What the task requires
Rewrite the data from the line that contains "Task: place one keypoint on every instance of the dark" through the end, putting "nail varnish" wherever "nail polish" appears and changing nothing else.

Extracted data
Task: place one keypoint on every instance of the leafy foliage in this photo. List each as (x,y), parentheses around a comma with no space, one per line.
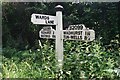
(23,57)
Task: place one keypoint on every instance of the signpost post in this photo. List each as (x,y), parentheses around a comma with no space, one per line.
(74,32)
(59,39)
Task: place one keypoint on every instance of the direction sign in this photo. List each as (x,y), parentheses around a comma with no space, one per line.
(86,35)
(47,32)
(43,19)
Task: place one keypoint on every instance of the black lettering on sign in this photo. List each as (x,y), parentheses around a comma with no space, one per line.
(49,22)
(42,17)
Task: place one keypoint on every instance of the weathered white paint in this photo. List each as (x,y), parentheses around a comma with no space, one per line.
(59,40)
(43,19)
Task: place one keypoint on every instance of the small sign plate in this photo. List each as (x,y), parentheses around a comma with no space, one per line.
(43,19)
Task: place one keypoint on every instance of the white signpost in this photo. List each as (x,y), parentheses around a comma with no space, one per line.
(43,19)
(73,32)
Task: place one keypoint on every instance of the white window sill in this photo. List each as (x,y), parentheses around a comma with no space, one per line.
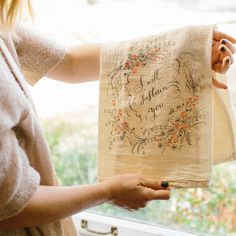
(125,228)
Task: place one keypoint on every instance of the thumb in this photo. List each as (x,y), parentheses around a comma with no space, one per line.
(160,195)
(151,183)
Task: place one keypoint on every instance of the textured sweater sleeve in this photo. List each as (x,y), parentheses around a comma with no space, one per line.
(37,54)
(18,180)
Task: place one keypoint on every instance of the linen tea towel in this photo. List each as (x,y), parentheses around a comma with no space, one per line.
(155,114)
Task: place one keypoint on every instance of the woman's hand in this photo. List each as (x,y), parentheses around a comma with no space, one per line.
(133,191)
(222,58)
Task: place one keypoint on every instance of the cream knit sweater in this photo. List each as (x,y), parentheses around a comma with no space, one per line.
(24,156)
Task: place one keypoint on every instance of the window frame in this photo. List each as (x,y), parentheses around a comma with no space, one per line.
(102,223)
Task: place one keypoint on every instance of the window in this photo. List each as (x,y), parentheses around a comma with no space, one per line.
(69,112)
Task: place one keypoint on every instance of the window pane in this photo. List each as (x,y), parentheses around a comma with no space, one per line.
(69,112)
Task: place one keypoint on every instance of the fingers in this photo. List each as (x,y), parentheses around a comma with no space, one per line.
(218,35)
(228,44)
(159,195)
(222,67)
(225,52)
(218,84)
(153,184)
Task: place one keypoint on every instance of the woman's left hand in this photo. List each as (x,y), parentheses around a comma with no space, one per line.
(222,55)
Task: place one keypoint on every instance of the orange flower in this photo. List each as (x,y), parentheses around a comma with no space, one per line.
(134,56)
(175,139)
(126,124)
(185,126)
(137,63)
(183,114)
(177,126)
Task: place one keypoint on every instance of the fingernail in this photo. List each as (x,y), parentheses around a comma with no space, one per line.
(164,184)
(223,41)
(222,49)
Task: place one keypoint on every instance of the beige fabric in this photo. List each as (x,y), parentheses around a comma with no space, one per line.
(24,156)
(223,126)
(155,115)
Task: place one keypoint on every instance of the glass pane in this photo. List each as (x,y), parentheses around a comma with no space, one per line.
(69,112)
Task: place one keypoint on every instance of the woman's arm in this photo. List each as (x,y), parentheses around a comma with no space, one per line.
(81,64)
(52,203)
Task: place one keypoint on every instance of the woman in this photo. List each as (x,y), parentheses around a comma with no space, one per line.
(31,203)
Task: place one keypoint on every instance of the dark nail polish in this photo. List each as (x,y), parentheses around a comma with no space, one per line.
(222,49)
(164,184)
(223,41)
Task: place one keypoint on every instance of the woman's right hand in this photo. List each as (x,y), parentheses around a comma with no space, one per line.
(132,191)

Exercise result
Task: place one keypoint on every instance of the dark nail varnish in this photo. List each as (x,y), parentheses around a comma with no space, one per line.
(222,49)
(164,184)
(223,41)
Task: place one keypoint on every instance of the woman's right hand in this photo. List each as (x,y), parentheses around a comma with no space, one per line.
(132,191)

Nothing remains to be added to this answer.